====== Фрагмент документа ======

Так и должно быть по композиции цикла: после поэтического описания дня творения следует песнохваление Творцу: все зовущие и прославляющие трубные звуки, музыка сфер – лишь только лепет трав – перед Тобой; сонм сил, все мировые борения и битвы – лишь только щебет птиц – перед Тобой; самые запредельные полёты, высоты воздушности и духовности – лишь только трепет век – перед Тобой.
В лирическом же плане это может быть прочтено как признание в любовном восторге, упоении любовью к суженому.
По холмам – круглым и смуглым,
Под лучом – сильным и пыльным,
За плащом – рдяным и рваным.
По пескам – жадным и ржавым,
Под лучом – жгущим и пьющим,
За плащом – следом и следом.
По волнам – лютым и вздутым,
Под лучом – гневным и древним,
За плащом – лгущим и лгущим…
Последнее стихотворение цикла можно было бы озаглавить: “По терниям”. Драма миротворения началась. Как ощущает себя в ней творец, поэт, женщина? Четыре строки каждой строфы дают четыре раскрывающиеся в повторении образа. Первая описывает поле и горизонты жизненного пути ( по холмам… по пескам… по волнам… ). Поскольку жизнь – это прохождение срединного царства , то – непрерывно под лучом князя мира сего (солнца в полдень). Третья строка – это место пребывания «Я» поэта. И в четвёртой: плащ – образ учителя, имеющего две ипостаси.
Человек-творец – не от мира сего, и посланник Божий ( мы в этом мире странники и пришельцы) . Поэт остро чувствует отчуждённость, непроницаемость и неприступность мира ( холмам – круглым и смуглым) , свою оголённость перед всепоглощающим хаосом ( пескам – жадным и ржавым) , и активную враждебность мировых стихий ( волнам – лютым и вздутым). Человек существует под непрерывным давлением ( под) мирских сил и в каждое мгновение пронизан ( лучом ) ими. Это и объективированные исторические силы, и безличные космические стихии.
Силы князя мира сего ополчаются на поэта-творца более ( под лучом – сильным) , чем на простого смертного. Они стремятся затушить творческое горение, лишить творческого видения ( пыльным ), испепелить в душе всё истинно живое и духовное ( жгущим ). Это силы паразитирующие и вампирические ( пьющим ). Это и мертвящий авторитет исторических норм и традиций, отвергающий и бичующий творческую новизну ( гневным и древним) .

====== Исходные данные ======

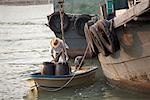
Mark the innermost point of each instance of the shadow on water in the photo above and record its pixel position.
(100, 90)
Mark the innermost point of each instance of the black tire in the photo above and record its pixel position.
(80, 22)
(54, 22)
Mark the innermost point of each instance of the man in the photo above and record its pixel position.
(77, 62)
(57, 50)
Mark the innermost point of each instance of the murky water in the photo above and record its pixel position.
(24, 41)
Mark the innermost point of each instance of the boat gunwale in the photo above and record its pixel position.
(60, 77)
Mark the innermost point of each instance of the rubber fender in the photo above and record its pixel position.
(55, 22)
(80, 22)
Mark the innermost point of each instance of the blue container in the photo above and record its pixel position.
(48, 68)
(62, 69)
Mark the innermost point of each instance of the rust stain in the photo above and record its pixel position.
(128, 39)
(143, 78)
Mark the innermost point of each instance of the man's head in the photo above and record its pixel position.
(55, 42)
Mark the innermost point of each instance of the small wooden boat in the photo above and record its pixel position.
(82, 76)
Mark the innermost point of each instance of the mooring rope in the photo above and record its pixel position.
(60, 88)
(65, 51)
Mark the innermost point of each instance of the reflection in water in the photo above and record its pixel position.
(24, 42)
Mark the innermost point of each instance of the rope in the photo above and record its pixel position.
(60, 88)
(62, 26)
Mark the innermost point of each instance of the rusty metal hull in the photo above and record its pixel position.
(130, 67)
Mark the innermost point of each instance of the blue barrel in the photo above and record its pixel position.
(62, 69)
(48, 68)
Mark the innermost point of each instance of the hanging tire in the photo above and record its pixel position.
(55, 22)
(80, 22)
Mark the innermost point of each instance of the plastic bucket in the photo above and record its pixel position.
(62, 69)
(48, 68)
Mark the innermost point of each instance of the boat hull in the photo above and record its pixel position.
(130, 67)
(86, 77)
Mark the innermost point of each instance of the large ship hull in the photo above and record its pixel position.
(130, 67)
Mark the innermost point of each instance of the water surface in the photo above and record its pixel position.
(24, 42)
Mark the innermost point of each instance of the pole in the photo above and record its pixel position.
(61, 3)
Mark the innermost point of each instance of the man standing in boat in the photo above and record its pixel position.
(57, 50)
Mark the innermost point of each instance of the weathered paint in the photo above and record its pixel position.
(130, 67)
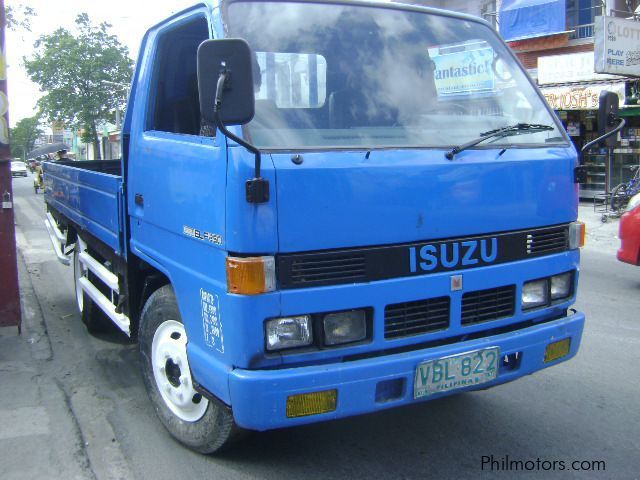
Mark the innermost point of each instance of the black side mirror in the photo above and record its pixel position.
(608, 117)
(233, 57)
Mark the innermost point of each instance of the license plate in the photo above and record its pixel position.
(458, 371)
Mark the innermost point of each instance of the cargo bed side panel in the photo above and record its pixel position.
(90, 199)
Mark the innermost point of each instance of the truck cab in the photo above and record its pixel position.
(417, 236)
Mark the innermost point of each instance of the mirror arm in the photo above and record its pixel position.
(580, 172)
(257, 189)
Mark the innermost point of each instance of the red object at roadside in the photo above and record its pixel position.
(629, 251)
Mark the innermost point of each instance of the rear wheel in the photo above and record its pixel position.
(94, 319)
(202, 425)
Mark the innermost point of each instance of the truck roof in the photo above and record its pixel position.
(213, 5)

======

_Короткое упражнение:_
Ответьте на вопросы по фрагменту документа:
(а) Как в лирическом плане может быть прочтено песнохваление Творцу?
(б) Образом кого назван плащ?
(в) Какое слово характеризует силы князя мира сего как паразитирующие и вампирические?

_Ответ:_
(а) Как признание в любовном восторге, упоении любовью к суженому.
(б) Образом учителя, имеющего две ипостаси.
(в) «Пьющим».